▸ **EXTRAIT DU DOCUMENT**

+++++

Au progrès de l’agriculture se rattache étroitement celui des industries qui en dépendent. Le pays produit assez de coton, de laine et de soie pour vêtir tous ses habitans, il est fécond en matières tinctoriales ; mais il n’y a pour ainsi dire pas de fabriques d’étoffes de soie, de laine ou de coton. Des tissages domestiques se font encore dans certaines provinces au moyen de petits métiers dont les produits sont solides, mais fort chers, et employés principalement par les gens qui ont gardé les anciens costumes. Quant aux autres, dont le nombre s’est accru depuis vingt ans dans une grande proportion, ils achètent les draps, les calicots et les soieries de France, d’Allemagne, d’Angleterre et d’Amérique. La Grèce vend donc à l’étranger ses matières premières pour les racheter plus cher quand on les lui rapporte manufacturées ; si elle n’avait pas une autre source de revenus dont nous parlerons tout à l’heure, il y a longtemps qu’il n’y aurait plus une drachme en circulation dans toute la contrée.

+++++

(Éléments stockés du jeu de données)

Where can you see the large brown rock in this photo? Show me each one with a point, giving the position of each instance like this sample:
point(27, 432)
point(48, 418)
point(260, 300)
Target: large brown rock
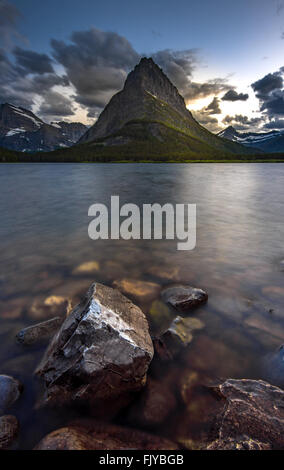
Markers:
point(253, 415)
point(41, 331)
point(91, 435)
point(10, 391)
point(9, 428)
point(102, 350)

+++++

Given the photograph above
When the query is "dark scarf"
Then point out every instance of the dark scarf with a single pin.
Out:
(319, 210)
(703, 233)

+++++

▸ **CONSIGNES**
**1)** Les affirmations suivantes concordent-elles avec l'extrait sur l'industrie en Grèce ? Répondez par oui ou non et citez à l'identique les mots de l'extrait qui tranchent.
(a) Le pays produit assez de coton, de laine et de soie pour habiller toute sa population.
(b) Les produits des tissages domestiques sont bon marché.
(c) Les draps et les soieries achetés par les habitants viennent uniquement de France.
**2)** Recopiez dans les lignes le passage allant de la ligne contenant « Where can you » jusqu'à celle contenant « point(102, 350) », ces deux lignes comprises. Laissez les images de côté.
Ces lignes n'ont aucun rapport avec l'extrait.

▸ **CORRIGÉS**
**1)**
(a) Oui : « Le pays produit assez de coton, de laine et de soie pour vêtir tous ses habitans »
(b) Non : « dont les produits sont solides, mais fort chers »
(c) Non : « ils achètent les draps, les calicots et les soieries de France, d’Allemagne, d’Angleterre et d’Amérique »

**2)**
Where can you see the large brown rock in this photo? Show me each one with a point, giving the position of each instance like this sample:
point(27, 432)
point(48, 418)
point(260, 300)
Target: large brown rock
Markers:
point(253, 415)
point(41, 331)
point(91, 435)
point(10, 391)
point(9, 428)
point(102, 350)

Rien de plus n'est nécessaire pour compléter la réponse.